YOUR OBJECTIVE: Once the line containing "target | orange glow" is found in the records below, return it and each following line exactly, up to and including the line containing "sample | x=56, y=16", and nothing else.

ENTRIES SUPPLIED:
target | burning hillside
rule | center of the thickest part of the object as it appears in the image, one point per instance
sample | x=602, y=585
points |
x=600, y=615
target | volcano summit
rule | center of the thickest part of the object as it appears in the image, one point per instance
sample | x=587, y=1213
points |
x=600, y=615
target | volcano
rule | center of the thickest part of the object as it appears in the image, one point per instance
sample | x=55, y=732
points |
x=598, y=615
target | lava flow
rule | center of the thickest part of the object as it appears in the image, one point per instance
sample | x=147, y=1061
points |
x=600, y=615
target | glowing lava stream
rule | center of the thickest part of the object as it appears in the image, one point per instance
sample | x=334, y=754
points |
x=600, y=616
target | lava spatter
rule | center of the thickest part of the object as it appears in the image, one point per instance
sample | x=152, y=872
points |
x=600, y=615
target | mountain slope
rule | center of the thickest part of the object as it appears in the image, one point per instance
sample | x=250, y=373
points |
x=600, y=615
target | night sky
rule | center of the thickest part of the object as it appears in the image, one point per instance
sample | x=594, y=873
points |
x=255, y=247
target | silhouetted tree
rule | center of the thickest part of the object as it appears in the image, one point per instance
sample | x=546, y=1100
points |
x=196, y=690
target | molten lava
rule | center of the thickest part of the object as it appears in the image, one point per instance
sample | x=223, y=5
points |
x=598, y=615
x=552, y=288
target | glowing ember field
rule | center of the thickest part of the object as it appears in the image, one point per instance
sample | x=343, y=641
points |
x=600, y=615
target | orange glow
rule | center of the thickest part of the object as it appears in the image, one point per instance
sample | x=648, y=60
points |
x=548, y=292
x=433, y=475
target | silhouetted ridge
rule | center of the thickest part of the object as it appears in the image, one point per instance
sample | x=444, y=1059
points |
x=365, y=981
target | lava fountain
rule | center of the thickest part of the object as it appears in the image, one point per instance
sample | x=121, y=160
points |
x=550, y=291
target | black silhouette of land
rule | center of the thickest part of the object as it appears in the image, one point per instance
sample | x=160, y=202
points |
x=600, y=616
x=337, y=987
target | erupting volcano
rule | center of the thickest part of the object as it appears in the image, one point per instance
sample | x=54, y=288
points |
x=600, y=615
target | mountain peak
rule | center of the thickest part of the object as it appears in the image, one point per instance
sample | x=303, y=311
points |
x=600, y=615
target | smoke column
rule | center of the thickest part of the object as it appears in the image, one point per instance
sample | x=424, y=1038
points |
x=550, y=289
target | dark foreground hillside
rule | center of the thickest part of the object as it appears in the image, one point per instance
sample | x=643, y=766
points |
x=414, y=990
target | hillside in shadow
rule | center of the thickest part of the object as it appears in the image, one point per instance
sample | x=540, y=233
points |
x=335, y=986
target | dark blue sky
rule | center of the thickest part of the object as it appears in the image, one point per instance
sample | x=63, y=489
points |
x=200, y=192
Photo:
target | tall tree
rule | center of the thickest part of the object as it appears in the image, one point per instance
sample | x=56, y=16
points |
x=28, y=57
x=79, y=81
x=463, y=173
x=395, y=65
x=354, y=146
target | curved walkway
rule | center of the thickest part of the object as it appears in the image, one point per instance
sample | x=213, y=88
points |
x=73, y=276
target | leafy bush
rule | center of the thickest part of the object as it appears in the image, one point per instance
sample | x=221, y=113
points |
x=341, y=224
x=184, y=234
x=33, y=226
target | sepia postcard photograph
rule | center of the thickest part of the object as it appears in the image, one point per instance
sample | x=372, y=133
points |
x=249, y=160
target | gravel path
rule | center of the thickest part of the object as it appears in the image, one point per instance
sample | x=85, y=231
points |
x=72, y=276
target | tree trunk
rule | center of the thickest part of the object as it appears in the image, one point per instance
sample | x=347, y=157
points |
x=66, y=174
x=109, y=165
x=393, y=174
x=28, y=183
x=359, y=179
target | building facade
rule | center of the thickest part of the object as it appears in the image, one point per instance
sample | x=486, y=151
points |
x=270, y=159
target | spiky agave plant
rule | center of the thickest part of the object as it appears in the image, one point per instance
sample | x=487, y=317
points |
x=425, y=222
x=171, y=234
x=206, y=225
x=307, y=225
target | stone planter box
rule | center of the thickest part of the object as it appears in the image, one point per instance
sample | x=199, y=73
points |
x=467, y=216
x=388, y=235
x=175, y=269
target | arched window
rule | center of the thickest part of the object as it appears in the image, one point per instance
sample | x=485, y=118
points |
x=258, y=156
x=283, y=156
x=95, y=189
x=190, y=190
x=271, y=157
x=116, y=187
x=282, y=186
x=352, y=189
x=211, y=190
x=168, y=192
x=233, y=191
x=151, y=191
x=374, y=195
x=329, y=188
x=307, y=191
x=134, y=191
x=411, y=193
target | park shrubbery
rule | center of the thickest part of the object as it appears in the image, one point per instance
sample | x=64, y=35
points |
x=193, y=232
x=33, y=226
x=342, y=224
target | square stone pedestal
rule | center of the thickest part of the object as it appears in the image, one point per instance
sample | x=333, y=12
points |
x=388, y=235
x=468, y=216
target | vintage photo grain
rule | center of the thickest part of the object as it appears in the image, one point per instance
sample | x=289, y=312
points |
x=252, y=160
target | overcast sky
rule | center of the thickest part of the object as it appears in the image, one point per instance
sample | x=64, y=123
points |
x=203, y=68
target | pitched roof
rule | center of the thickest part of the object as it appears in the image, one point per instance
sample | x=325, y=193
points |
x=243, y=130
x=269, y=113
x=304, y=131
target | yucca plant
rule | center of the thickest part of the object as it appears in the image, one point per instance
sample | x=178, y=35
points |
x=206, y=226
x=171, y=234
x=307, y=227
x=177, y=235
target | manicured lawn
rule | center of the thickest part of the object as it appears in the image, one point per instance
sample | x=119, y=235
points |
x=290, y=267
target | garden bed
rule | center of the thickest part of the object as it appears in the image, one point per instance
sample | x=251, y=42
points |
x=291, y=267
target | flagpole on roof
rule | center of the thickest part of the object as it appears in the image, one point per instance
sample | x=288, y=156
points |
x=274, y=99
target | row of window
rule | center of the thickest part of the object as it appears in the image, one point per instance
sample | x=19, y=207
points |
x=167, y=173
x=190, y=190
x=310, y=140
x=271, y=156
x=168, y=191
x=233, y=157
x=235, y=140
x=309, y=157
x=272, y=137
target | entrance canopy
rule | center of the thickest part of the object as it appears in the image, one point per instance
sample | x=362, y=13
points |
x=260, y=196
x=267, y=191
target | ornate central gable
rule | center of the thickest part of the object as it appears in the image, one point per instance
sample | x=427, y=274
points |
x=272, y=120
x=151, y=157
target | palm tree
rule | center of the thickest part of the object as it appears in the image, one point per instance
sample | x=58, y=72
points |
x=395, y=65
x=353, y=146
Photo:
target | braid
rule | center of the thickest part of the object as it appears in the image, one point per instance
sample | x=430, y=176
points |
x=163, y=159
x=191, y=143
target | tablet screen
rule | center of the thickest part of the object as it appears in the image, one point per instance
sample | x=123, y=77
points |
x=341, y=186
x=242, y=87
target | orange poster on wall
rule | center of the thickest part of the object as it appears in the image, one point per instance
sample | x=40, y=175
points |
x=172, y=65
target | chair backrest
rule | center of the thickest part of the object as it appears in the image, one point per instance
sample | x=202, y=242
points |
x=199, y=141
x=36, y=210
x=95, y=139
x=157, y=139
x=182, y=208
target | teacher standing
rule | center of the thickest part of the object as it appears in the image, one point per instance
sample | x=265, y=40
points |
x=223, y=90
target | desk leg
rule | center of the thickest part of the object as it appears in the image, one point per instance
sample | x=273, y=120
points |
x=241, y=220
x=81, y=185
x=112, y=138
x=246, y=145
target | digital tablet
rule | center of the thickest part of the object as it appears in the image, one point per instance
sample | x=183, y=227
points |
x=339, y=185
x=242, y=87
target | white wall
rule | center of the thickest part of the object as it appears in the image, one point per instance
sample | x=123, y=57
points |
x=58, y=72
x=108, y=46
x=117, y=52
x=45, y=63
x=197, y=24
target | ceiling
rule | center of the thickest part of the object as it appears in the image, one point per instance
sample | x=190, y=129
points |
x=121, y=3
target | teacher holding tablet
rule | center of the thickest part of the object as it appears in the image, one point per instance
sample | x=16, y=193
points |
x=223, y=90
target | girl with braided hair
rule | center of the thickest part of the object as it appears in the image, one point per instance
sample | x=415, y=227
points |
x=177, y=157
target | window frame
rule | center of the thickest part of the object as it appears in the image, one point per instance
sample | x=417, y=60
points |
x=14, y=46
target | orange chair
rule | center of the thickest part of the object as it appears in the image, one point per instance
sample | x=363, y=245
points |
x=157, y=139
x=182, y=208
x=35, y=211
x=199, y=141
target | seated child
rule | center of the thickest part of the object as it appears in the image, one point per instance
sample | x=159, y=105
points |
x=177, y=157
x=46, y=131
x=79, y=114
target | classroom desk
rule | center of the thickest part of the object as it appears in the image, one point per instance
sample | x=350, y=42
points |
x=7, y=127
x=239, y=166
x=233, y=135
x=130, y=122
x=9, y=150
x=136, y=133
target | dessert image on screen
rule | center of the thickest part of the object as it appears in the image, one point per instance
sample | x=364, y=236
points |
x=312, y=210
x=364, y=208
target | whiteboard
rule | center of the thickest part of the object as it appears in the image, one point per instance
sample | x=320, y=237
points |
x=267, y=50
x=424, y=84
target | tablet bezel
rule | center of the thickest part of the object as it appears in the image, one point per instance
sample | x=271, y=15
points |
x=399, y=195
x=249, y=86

* * *

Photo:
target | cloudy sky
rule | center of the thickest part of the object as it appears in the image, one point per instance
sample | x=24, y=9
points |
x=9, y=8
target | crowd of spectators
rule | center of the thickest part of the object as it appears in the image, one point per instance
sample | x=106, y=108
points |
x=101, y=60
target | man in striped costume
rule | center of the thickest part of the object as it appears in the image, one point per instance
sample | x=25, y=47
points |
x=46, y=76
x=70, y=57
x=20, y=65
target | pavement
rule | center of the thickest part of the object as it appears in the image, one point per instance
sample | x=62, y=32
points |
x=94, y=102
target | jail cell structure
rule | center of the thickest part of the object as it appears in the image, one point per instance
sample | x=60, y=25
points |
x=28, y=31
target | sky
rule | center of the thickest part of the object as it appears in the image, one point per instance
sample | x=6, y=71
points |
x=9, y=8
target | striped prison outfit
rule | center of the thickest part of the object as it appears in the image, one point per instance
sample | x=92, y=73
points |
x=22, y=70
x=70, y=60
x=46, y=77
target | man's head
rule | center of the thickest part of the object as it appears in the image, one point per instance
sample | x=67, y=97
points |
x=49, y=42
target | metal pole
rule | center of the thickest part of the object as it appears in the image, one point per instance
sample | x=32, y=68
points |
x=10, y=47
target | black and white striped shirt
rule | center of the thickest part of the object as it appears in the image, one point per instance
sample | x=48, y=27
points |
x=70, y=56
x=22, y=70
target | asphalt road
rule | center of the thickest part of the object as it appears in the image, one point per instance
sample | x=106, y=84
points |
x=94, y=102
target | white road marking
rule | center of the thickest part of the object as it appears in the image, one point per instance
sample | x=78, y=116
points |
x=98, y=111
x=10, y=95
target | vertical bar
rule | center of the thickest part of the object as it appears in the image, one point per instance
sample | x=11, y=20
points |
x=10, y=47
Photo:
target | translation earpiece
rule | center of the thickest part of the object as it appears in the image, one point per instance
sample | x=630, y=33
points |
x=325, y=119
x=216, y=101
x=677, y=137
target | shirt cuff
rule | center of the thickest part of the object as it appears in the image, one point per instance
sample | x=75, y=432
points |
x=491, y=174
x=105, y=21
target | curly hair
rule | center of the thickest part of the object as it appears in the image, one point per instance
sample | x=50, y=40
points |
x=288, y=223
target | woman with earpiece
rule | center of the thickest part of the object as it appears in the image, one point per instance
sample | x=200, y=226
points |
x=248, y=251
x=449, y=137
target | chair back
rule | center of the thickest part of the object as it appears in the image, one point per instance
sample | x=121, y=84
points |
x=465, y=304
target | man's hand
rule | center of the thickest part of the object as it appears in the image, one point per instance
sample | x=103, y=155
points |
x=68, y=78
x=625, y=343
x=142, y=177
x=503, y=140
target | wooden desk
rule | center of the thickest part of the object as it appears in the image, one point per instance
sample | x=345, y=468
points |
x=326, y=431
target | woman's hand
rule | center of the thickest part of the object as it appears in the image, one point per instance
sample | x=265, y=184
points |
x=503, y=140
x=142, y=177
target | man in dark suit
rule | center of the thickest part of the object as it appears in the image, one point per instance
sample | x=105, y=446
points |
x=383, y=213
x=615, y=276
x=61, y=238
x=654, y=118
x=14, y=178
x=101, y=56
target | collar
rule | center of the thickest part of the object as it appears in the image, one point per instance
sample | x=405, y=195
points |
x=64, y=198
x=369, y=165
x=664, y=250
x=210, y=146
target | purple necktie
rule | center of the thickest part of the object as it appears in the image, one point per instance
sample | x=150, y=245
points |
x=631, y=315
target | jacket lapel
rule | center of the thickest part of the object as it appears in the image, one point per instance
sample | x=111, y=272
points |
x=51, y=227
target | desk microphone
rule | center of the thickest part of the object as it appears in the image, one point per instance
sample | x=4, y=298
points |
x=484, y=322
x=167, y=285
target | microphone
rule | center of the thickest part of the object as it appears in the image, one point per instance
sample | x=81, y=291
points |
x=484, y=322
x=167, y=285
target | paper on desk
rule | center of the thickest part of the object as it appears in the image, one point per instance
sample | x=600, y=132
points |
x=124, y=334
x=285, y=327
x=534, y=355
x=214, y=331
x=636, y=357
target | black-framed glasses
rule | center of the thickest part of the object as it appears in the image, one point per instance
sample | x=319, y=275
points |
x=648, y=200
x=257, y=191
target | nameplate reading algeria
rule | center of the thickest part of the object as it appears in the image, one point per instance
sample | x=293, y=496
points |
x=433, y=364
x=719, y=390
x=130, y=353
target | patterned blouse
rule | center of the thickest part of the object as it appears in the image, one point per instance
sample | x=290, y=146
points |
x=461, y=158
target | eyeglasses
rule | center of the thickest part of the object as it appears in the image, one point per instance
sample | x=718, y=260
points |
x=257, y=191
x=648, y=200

RESPONSE TO THIS TASK:
target | orange glow
rule | center of the thickest part of the object as it appears in the image, one point per instance
sample | x=648, y=60
points |
x=548, y=292
x=433, y=475
target | silhouetted ridge
rule | center of the thickest part of the object as it appears in the image, one point per instance
sample | x=444, y=1059
points |
x=365, y=981
target | lava fountain
rule | center of the thickest part of the object as it appears in the image, one point per instance
sample | x=121, y=160
points |
x=550, y=291
target | black silhouette of land
rule | center of the thickest part of the object as it appears in the image, one point per instance
sample | x=160, y=202
points |
x=600, y=616
x=337, y=987
target | erupting volcano
rule | center of the thickest part of the object as it appears in the image, one point per instance
sample | x=54, y=288
points |
x=600, y=615
target | mountain peak
rule | center of the thickest part of the object as it appears in the image, one point per instance
sample | x=303, y=311
points |
x=600, y=615
target | smoke column
rule | center of the thickest part of the object as it appears in the image, one point per instance
sample | x=424, y=1038
points |
x=550, y=289
target | dark foreground hillside
rule | center of the thickest part of the object as it appears in the image, one point per instance
sample | x=643, y=766
points |
x=414, y=990
target | hillside in shadow
rule | center of the thickest part of the object as it appears in the image, one point per instance
sample | x=540, y=233
points |
x=335, y=986
target | dark blue sky
rule | center of the thickest part of the object as it appears in the image, one point per instance
sample | x=63, y=489
points |
x=200, y=192
Photo:
target | tall tree
rule | center of the thickest part of the object as it appears in the image, one point per instance
sample | x=56, y=16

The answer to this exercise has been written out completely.